EXERCISE: Every line of the records below that holds the word "Need" should be copied out.

....

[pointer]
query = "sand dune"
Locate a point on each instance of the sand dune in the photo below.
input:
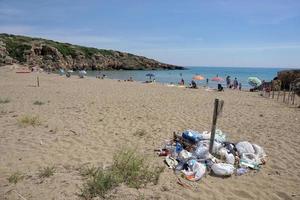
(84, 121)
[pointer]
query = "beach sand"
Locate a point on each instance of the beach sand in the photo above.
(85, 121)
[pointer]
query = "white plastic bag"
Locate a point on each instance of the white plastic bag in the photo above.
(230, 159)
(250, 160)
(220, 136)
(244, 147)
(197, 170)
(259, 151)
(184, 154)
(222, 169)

....

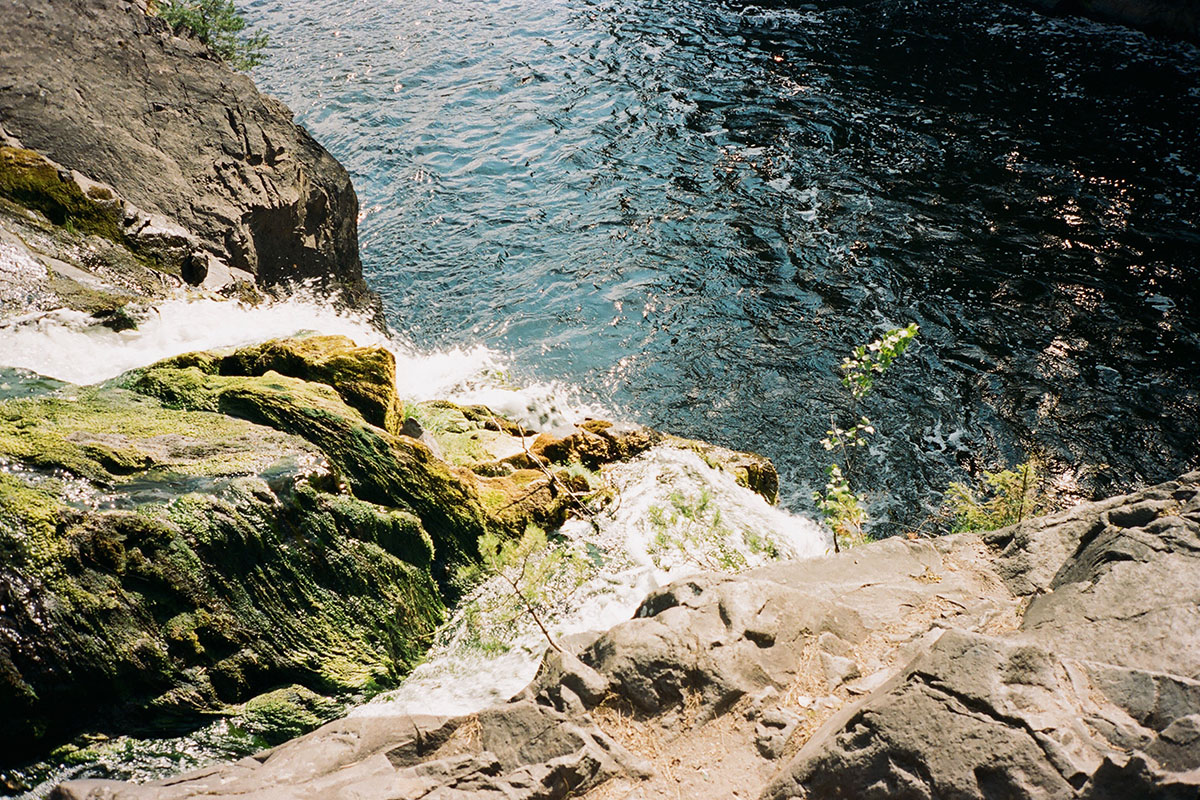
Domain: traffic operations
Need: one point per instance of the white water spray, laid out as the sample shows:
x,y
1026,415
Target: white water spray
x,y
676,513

....

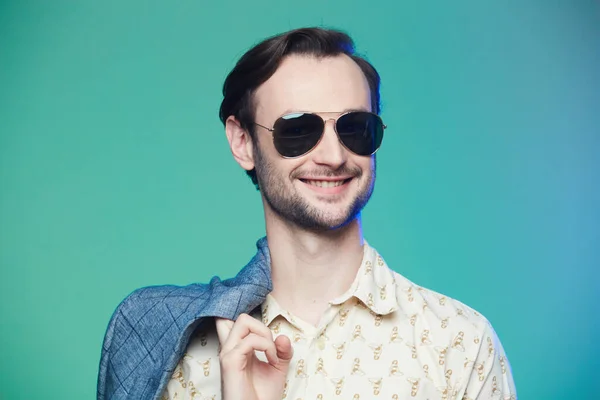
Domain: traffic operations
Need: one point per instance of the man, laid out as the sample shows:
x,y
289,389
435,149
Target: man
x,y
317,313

....

SOLUTION TO THIS EXERCISE:
Need: one point per instance of the white water spray, laid out as the sample shows:
Need: one point per instance of the man, laid out as the sample shows:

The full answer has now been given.